Start of Records to use
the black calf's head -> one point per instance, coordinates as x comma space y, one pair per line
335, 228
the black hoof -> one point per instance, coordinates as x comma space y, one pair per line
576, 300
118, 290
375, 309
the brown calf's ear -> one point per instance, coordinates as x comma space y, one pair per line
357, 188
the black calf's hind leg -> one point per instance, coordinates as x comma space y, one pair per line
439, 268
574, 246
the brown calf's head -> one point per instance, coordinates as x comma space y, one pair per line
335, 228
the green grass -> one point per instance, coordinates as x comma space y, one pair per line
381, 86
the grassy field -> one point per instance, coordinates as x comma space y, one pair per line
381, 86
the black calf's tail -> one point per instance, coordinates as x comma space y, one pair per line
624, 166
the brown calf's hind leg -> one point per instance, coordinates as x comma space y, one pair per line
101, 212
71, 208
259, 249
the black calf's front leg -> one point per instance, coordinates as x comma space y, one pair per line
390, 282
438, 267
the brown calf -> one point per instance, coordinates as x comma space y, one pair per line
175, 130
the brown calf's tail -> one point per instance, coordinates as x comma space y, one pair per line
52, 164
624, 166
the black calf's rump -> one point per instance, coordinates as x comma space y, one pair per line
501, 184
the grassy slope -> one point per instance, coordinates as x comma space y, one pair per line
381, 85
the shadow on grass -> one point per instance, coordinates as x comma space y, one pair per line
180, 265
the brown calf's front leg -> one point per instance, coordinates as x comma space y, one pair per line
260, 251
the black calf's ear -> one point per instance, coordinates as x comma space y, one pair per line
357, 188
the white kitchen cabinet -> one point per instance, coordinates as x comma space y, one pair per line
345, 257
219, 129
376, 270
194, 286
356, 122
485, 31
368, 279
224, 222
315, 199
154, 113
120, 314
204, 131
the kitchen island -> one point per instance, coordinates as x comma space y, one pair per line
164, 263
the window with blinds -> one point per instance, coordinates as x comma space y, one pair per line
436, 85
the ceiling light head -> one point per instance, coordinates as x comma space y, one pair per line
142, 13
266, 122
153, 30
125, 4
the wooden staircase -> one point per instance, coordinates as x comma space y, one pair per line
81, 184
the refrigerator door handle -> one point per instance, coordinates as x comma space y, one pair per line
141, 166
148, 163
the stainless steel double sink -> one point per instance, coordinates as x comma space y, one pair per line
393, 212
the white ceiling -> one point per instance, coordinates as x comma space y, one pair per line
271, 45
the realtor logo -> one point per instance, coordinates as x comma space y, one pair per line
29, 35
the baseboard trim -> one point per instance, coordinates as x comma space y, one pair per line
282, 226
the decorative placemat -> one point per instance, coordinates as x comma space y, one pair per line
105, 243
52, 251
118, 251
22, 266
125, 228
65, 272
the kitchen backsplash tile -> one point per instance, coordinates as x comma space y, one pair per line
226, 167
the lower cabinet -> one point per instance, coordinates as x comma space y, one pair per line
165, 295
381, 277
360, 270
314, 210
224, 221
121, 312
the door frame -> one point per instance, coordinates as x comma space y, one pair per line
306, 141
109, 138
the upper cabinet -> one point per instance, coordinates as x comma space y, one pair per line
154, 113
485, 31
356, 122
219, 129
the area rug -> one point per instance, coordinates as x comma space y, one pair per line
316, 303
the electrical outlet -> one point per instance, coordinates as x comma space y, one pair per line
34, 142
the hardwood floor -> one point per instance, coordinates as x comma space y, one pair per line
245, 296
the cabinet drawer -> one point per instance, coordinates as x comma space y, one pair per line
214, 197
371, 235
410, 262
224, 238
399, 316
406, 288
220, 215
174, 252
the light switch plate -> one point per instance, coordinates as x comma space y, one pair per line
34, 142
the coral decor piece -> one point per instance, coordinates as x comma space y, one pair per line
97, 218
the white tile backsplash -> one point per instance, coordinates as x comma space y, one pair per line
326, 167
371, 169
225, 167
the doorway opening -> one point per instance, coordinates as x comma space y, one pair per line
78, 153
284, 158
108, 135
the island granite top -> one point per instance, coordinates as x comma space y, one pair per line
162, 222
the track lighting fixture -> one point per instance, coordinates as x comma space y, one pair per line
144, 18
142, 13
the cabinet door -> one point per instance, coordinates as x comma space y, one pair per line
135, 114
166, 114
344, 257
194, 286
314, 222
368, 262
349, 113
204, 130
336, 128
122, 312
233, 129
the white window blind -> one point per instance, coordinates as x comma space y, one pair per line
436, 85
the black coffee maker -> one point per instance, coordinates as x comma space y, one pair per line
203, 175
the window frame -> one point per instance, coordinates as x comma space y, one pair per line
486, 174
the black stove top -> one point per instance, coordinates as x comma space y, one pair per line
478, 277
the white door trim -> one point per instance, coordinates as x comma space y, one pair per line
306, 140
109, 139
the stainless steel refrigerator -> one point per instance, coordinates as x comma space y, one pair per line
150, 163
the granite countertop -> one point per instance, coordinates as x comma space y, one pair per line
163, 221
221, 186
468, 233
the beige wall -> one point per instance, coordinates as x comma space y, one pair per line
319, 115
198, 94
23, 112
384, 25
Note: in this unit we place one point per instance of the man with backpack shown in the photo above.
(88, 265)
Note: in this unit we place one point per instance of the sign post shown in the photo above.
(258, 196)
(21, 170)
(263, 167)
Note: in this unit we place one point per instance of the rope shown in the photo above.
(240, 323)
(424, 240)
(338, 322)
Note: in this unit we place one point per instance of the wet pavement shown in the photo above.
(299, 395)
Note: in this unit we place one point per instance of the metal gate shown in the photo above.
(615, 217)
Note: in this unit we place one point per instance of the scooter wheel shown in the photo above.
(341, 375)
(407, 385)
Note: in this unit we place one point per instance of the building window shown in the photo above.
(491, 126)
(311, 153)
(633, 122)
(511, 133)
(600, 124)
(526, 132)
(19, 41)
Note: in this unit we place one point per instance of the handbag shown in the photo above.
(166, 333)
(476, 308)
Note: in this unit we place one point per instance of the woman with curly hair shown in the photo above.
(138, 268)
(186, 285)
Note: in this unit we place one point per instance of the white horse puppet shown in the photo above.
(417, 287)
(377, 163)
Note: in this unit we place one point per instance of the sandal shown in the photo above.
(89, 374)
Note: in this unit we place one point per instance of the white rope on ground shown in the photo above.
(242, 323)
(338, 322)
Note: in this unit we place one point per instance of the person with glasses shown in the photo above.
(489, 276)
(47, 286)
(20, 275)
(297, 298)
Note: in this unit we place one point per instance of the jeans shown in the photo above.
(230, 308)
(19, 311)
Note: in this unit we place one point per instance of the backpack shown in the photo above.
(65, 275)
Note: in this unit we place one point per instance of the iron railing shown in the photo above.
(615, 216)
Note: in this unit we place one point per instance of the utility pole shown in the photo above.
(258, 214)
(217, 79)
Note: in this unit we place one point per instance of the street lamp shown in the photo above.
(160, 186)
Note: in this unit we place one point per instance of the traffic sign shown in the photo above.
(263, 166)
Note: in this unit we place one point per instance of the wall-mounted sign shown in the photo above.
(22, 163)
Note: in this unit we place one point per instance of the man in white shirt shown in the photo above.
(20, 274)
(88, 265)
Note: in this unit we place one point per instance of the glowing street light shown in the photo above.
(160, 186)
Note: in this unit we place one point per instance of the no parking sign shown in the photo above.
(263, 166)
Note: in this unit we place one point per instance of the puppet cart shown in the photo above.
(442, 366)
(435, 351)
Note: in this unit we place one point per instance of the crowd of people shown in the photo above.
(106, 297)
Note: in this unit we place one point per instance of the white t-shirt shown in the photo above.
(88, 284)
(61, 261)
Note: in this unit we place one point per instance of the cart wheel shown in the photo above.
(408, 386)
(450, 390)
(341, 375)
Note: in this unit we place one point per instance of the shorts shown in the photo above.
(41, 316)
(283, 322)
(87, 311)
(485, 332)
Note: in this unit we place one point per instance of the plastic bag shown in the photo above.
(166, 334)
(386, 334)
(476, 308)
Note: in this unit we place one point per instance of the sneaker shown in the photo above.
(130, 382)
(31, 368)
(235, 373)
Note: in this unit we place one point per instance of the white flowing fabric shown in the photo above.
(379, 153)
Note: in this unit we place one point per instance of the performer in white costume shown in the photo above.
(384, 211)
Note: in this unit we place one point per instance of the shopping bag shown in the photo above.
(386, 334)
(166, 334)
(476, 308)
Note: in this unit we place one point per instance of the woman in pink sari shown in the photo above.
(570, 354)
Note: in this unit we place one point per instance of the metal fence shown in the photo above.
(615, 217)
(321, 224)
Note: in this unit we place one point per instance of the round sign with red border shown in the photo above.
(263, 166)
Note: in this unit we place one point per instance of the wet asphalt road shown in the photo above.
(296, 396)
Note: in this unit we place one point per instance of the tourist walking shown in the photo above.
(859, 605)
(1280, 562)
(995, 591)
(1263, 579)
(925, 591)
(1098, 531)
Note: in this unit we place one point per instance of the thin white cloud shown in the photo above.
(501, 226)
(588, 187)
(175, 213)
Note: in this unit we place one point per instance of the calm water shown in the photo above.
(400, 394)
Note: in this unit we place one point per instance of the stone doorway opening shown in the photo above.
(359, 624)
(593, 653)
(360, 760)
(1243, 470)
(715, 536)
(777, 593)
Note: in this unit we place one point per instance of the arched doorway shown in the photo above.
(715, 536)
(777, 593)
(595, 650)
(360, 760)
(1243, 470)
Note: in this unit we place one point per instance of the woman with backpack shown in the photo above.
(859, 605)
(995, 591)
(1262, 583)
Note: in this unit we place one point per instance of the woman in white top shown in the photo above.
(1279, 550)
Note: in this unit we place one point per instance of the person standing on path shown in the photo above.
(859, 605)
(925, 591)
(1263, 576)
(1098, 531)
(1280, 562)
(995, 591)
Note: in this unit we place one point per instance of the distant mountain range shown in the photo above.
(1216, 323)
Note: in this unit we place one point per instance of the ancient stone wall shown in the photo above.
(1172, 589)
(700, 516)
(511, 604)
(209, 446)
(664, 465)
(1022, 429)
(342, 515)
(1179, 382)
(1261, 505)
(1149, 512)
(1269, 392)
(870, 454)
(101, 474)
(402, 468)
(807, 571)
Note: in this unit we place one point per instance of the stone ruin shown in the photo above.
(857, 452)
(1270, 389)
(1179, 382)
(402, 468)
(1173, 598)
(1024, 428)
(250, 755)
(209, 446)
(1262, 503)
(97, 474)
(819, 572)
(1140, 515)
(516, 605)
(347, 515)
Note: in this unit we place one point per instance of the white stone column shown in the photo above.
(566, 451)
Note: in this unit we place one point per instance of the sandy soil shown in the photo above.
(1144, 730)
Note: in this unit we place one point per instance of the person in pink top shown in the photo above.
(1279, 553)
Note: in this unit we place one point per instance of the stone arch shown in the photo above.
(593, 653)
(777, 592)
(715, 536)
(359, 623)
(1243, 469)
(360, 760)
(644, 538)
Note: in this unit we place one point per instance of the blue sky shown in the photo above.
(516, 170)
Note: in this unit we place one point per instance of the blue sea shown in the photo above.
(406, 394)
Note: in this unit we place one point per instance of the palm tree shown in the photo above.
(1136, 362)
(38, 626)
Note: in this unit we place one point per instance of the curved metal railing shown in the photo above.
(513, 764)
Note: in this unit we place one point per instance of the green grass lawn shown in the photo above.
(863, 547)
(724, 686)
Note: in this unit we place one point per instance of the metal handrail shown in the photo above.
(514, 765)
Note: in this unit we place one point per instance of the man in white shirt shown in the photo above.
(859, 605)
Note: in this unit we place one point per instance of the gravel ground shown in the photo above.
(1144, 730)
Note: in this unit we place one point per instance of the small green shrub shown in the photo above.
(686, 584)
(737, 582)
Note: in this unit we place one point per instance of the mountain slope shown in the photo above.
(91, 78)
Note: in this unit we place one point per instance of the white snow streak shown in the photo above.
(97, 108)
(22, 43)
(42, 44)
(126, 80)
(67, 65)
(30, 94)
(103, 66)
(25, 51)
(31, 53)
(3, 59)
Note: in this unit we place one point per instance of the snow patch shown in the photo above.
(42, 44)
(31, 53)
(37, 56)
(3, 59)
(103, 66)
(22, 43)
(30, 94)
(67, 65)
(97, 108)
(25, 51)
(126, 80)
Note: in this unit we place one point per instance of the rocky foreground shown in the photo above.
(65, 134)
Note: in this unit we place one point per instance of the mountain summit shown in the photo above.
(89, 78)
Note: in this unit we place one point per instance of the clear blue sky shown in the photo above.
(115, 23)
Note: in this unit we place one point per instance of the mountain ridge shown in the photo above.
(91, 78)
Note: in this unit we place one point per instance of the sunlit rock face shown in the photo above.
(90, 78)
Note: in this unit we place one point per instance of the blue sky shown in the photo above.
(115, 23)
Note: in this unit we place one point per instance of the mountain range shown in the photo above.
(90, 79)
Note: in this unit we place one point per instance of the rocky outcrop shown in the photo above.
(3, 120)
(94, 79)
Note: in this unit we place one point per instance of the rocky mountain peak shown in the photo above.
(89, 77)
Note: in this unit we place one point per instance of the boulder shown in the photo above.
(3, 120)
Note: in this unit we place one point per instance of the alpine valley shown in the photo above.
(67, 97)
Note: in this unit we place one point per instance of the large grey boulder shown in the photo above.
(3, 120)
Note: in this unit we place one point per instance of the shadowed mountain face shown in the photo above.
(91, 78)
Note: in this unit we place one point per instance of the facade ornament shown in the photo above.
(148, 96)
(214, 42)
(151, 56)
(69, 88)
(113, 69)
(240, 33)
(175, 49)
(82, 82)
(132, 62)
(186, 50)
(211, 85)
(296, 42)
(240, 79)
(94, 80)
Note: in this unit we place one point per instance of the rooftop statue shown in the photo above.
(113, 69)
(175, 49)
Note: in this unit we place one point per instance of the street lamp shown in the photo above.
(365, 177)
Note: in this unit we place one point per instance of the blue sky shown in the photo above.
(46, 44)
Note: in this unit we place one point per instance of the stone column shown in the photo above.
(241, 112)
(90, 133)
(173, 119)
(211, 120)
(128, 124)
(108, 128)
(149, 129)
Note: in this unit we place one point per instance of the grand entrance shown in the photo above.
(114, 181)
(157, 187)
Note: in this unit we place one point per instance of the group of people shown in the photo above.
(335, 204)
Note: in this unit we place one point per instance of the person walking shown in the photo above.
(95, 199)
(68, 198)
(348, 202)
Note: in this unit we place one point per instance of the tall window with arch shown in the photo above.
End of Records to use
Problem:
Each line from the line holding "person walking shown in the photo above." through the end of the material above is to be printed exactly, both ends included, and no other line is to appear.

Response to the exercise:
Note: in this unit we place one point per instance of the person walking shown in the photo above.
(95, 199)
(68, 198)
(348, 202)
Note: in this unit we place one point per instance of the tall window with arch shown in the photo above.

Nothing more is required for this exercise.